TEXT Start Marker

Currently, 38 states require parental involvement for abortion, according to the Guttmacher Institute. Illinois repealed its parental notification law last year despite strong public opposition.

Clement told the Nevada Independent that she hopes the petition will “light the fire underneath” state lawmakers. She said underage girls must have the “written consent from their parents for a Tylenol at school, yet they can consent to a surgical abortion” without their parents ever knowing.

Pro-abortion groups quickly attacked the initiative, claiming it would interfere with young girls’ “right” to abort their unborn babies.

“Measures like these are not protective. They are transparent attempts to curtail Nevadans’ fundamental right to reproductive freedom,” said Planned Parenthood Votes Nevada executive director Lindsey Harmon in a statement.

Caroline Mello Roberson, southwest regional director of NARAL Pro-Choice America, also slammed the parental involvement initiative in a statement, saying it would “send young people on a shaming and traumatizing detour through the court that puts their health and well-being at risk.”

Parental involvement laws protect young girls and unborn babies, and Clement said a strong majority of Nevada residents support such measures.

“It is interesting that either of these initiatives are generating any controversy. Parents should have access to their children’s medical records and should make and consent to all decision regarding the physical and mental healthcare of their children,” she told the Independent.

Research shows that parental involvement laws protect young girls and save unborn babies from abortions. They also make it more difficult for abusers and human traffickers to cover up their abuse of their victims.

TEXT End Marker
RAW DATA Start Marker

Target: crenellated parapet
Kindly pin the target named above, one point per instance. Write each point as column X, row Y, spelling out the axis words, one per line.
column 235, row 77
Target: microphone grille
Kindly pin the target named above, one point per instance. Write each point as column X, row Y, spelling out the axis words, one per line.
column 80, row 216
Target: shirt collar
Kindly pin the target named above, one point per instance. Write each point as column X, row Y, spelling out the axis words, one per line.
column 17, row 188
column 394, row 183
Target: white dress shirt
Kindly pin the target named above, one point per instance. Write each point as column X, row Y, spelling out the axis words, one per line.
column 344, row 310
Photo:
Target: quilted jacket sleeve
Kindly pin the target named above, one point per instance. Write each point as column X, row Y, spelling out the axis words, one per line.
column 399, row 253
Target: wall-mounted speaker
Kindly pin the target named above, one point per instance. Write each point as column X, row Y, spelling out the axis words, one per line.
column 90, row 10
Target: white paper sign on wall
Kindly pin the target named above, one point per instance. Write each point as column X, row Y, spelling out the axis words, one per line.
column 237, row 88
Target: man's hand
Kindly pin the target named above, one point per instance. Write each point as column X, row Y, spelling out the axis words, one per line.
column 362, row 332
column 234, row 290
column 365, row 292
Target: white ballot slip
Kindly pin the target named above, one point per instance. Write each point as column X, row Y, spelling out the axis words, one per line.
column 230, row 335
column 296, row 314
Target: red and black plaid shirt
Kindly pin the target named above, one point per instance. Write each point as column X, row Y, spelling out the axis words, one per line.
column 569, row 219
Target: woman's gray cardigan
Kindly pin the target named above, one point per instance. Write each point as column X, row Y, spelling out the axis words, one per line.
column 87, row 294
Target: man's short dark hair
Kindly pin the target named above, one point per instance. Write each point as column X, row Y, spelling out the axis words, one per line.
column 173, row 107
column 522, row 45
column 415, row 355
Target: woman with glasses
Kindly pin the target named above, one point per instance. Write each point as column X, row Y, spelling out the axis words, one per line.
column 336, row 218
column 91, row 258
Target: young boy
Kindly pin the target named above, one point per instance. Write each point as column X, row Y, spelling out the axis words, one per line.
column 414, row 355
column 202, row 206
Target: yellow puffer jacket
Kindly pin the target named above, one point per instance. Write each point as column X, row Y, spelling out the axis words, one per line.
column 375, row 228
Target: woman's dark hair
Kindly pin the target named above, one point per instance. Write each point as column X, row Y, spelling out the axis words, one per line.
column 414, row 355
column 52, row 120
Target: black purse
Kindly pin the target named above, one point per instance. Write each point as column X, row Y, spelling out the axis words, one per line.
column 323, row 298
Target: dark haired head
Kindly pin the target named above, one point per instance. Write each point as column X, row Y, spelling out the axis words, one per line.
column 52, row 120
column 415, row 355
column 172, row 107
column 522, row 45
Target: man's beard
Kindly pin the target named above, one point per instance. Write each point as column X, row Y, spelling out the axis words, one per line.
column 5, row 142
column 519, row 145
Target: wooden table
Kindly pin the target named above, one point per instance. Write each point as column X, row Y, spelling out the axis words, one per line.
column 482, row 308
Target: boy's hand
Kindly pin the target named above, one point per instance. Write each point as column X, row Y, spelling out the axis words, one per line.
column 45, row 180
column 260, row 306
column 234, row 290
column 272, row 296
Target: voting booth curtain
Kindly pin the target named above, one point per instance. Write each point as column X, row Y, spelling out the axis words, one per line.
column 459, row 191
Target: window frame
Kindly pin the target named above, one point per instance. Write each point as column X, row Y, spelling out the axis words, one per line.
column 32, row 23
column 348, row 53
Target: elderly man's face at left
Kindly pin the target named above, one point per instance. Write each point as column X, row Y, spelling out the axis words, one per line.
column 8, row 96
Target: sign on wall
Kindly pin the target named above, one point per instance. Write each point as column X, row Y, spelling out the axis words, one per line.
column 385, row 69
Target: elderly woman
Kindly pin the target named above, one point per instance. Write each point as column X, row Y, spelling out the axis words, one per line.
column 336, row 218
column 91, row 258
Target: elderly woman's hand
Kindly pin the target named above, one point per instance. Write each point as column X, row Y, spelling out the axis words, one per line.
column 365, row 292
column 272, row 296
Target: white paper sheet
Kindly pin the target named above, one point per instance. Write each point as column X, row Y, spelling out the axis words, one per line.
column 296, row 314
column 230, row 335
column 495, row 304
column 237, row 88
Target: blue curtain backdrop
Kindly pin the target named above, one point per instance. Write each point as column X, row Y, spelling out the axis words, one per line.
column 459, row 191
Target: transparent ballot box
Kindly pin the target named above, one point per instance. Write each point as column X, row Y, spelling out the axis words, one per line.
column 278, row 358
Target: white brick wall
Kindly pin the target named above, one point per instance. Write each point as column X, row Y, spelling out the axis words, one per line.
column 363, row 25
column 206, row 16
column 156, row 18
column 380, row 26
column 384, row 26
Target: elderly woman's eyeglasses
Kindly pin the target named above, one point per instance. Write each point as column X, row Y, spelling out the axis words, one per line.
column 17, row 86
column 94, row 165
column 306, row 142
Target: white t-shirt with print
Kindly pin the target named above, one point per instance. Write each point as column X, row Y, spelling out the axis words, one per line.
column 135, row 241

RAW DATA End Marker

Please answer these questions using the text on the Nevada parental involvement petition:
1. According to the Guttmacher Institute, how many states currently require parental involvement for abortion?
2. What position does Lindsey Harmon hold?
3. What is Caroline Mello Roberson's title?

TASK OUTPUT
1. 38 states.
2. She is executive director of Planned Parenthood Votes Nevada.
3. Southwest regional director of NARAL Pro-Choice America.